↓
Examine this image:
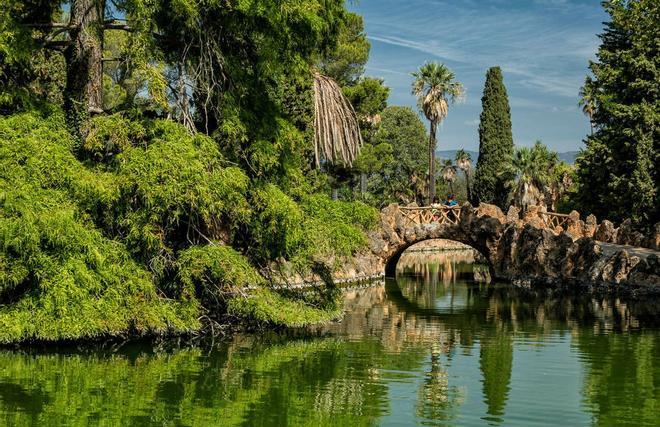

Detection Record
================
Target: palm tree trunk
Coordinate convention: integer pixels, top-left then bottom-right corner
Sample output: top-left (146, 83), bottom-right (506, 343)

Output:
top-left (428, 120), bottom-right (437, 205)
top-left (360, 172), bottom-right (367, 197)
top-left (465, 169), bottom-right (472, 203)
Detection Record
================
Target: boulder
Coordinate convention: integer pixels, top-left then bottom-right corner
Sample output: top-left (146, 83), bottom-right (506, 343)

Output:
top-left (477, 203), bottom-right (506, 224)
top-left (506, 205), bottom-right (520, 223)
top-left (643, 222), bottom-right (660, 251)
top-left (523, 205), bottom-right (547, 228)
top-left (583, 214), bottom-right (598, 237)
top-left (594, 219), bottom-right (617, 243)
top-left (566, 211), bottom-right (584, 239)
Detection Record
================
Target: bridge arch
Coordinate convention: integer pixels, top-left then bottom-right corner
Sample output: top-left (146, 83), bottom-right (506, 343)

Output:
top-left (385, 235), bottom-right (494, 278)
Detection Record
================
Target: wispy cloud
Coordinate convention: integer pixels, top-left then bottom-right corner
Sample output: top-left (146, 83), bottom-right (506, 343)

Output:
top-left (355, 0), bottom-right (606, 150)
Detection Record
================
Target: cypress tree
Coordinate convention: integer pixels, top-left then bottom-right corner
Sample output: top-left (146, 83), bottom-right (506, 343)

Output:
top-left (471, 67), bottom-right (513, 208)
top-left (577, 0), bottom-right (660, 226)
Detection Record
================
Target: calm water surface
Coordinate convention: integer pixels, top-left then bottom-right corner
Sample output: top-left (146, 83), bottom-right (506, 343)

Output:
top-left (0, 251), bottom-right (660, 426)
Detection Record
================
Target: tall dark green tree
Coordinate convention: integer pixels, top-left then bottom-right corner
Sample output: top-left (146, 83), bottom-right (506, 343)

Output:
top-left (471, 67), bottom-right (513, 208)
top-left (577, 0), bottom-right (660, 225)
top-left (371, 106), bottom-right (428, 204)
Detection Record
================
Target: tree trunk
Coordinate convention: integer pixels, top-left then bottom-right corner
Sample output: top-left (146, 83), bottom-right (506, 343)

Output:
top-left (360, 172), bottom-right (367, 197)
top-left (465, 169), bottom-right (472, 203)
top-left (64, 0), bottom-right (105, 125)
top-left (428, 120), bottom-right (437, 205)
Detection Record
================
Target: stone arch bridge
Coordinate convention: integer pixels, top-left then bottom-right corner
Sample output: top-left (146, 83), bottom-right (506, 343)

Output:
top-left (337, 203), bottom-right (660, 293)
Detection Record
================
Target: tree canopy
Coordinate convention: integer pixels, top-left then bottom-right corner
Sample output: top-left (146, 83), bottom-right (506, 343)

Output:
top-left (472, 67), bottom-right (513, 208)
top-left (577, 0), bottom-right (660, 225)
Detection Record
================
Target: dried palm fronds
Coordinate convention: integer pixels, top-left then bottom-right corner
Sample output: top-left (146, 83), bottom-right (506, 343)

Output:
top-left (314, 73), bottom-right (362, 167)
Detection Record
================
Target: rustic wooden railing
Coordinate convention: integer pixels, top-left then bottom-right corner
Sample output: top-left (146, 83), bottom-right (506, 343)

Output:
top-left (539, 212), bottom-right (571, 230)
top-left (399, 206), bottom-right (461, 227)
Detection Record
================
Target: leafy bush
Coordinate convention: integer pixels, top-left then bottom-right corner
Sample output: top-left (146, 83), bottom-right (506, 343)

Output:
top-left (179, 244), bottom-right (264, 310)
top-left (0, 114), bottom-right (198, 342)
top-left (228, 289), bottom-right (341, 327)
top-left (0, 109), bottom-right (377, 342)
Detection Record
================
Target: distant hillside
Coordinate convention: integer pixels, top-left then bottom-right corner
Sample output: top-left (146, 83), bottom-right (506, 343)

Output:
top-left (435, 150), bottom-right (578, 165)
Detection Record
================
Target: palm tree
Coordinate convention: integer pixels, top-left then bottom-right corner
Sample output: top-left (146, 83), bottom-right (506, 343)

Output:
top-left (578, 77), bottom-right (598, 135)
top-left (412, 62), bottom-right (464, 203)
top-left (503, 141), bottom-right (559, 210)
top-left (440, 159), bottom-right (456, 194)
top-left (455, 148), bottom-right (472, 201)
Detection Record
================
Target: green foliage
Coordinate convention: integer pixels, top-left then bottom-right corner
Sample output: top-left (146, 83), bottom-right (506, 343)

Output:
top-left (320, 12), bottom-right (371, 86)
top-left (577, 0), bottom-right (660, 225)
top-left (344, 77), bottom-right (390, 120)
top-left (249, 184), bottom-right (377, 270)
top-left (178, 243), bottom-right (264, 313)
top-left (0, 114), bottom-right (197, 342)
top-left (472, 67), bottom-right (513, 209)
top-left (370, 106), bottom-right (428, 204)
top-left (0, 0), bottom-right (389, 340)
top-left (228, 289), bottom-right (341, 327)
top-left (412, 62), bottom-right (465, 203)
top-left (498, 141), bottom-right (559, 208)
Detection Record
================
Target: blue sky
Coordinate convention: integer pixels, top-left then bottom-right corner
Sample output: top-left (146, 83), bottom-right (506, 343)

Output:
top-left (350, 0), bottom-right (607, 151)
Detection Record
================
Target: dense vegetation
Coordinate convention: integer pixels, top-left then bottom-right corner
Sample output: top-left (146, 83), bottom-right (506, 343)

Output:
top-left (472, 67), bottom-right (513, 208)
top-left (577, 0), bottom-right (660, 225)
top-left (0, 0), bottom-right (659, 342)
top-left (0, 0), bottom-right (387, 342)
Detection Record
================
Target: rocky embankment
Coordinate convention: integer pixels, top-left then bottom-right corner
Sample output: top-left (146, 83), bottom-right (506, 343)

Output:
top-left (346, 203), bottom-right (660, 294)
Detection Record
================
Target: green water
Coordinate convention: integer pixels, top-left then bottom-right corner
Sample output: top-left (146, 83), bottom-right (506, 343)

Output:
top-left (0, 249), bottom-right (660, 426)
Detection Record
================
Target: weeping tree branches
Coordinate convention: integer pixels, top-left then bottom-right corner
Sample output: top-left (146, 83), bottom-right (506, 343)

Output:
top-left (314, 73), bottom-right (362, 168)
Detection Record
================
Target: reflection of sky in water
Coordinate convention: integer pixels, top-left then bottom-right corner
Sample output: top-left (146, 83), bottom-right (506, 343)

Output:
top-left (0, 254), bottom-right (660, 427)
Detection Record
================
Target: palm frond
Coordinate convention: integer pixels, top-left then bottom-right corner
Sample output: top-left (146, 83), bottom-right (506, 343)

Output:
top-left (314, 73), bottom-right (362, 167)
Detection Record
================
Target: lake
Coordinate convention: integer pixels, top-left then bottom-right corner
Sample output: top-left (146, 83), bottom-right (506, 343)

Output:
top-left (0, 250), bottom-right (660, 426)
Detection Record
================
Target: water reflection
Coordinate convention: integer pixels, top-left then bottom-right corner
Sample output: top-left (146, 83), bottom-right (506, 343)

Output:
top-left (0, 249), bottom-right (660, 426)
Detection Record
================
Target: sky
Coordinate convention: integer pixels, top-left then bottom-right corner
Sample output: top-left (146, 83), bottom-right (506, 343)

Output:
top-left (349, 0), bottom-right (607, 152)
↑
What you have to do: Locate every line in the data above that contains the string "arch", and copy each of those lines.

Answer:
Target: bridge arch
Target: stone arch bridge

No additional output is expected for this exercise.